__How to complete this task__: Omit all pictures. Print the remaining lines exactly, from the start of the data through the line containing "like x=240, y=112.".

__Provided records__:
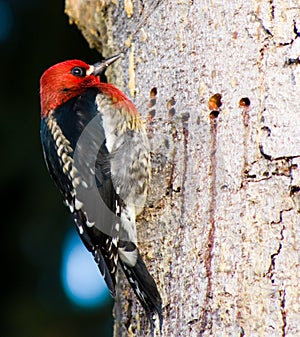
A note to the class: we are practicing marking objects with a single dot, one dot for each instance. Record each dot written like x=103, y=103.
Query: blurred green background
x=33, y=36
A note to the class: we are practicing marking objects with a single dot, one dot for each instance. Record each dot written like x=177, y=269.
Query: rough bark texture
x=220, y=233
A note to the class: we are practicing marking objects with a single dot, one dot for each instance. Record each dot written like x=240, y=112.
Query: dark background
x=33, y=36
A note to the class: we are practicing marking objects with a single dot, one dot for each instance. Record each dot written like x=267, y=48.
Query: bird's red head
x=68, y=79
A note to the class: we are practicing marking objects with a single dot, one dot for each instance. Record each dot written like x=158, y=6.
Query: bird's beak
x=99, y=67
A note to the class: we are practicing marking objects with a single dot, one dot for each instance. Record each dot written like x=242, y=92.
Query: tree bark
x=220, y=231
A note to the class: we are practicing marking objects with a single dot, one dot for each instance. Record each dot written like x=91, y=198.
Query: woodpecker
x=97, y=152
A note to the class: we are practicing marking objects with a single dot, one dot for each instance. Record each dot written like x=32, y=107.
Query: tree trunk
x=218, y=83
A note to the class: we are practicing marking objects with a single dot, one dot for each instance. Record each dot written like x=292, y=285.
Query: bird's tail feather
x=146, y=290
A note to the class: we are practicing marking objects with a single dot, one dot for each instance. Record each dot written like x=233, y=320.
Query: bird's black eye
x=78, y=71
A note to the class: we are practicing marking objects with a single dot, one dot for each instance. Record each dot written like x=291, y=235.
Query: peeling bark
x=220, y=232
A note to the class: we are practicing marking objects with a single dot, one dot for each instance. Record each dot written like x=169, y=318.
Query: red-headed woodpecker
x=97, y=152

__Answer to this problem__:
A note to the class: we are practicing marking objects with a single dot, one dot for each instance. Record each dot written like x=103, y=103.
Query: blurred green background
x=33, y=36
A note to the class: we are practicing marking objects with a single dot, one dot for each instance. Record each dot written like x=177, y=269.
Query: rough bark texture
x=220, y=233
A note to the class: we are practicing marking objects with a single dot, one dot for each instance. Record each dot written like x=240, y=112.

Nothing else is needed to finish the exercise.